_Prompt:_ Show every line from the data below that includes "tail".

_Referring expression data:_
──────

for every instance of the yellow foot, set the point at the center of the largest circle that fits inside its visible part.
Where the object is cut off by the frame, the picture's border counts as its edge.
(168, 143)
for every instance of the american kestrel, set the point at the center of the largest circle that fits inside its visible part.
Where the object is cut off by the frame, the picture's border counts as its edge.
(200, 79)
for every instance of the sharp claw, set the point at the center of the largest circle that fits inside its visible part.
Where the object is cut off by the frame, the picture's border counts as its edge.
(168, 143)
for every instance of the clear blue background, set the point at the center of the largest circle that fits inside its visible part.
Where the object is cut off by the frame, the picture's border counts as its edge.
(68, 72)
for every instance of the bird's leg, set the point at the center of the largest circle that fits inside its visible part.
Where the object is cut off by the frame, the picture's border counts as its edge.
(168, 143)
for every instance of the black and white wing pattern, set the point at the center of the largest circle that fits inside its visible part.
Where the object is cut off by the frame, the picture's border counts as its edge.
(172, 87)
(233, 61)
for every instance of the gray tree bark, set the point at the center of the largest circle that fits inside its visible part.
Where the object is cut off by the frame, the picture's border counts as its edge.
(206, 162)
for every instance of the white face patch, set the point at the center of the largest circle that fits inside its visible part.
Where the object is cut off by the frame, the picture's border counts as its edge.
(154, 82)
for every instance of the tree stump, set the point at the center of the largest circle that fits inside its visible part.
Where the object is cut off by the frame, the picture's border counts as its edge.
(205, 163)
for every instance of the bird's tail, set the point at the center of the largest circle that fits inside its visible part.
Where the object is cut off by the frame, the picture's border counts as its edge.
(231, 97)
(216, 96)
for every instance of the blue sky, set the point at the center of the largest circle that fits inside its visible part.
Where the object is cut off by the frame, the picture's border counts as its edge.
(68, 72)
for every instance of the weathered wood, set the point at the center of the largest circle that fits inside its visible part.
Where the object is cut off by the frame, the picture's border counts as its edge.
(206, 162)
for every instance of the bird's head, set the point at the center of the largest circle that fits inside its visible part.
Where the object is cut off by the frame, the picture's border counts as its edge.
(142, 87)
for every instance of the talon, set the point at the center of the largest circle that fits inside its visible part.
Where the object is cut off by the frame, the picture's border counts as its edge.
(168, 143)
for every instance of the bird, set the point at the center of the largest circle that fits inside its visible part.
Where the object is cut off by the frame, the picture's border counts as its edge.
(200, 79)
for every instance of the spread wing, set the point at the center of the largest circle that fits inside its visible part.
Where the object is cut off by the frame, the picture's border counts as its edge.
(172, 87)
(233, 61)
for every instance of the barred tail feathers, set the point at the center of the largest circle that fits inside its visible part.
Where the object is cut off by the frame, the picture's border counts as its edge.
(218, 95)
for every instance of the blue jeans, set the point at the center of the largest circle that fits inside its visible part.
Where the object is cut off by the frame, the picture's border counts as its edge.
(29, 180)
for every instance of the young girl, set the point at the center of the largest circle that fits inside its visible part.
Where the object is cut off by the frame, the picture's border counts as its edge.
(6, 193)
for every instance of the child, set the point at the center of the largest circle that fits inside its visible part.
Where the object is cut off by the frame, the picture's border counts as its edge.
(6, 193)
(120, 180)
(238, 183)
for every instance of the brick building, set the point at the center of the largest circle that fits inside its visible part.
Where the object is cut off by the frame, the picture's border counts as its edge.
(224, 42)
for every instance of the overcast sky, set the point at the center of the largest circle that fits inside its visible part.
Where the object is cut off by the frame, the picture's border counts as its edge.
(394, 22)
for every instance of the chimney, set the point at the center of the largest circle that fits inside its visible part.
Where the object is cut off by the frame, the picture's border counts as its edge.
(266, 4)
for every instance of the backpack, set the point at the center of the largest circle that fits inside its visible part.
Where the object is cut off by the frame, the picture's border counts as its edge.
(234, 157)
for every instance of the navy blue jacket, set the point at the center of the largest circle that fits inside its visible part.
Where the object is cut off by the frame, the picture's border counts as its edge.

──────

_Your response:_
for every instance of the bird's tail, set the point at the center of the largest circle that fits inside its visible part.
for every instance of the barred tail feathers, set the point at the center of the largest circle that fits inside its visible part.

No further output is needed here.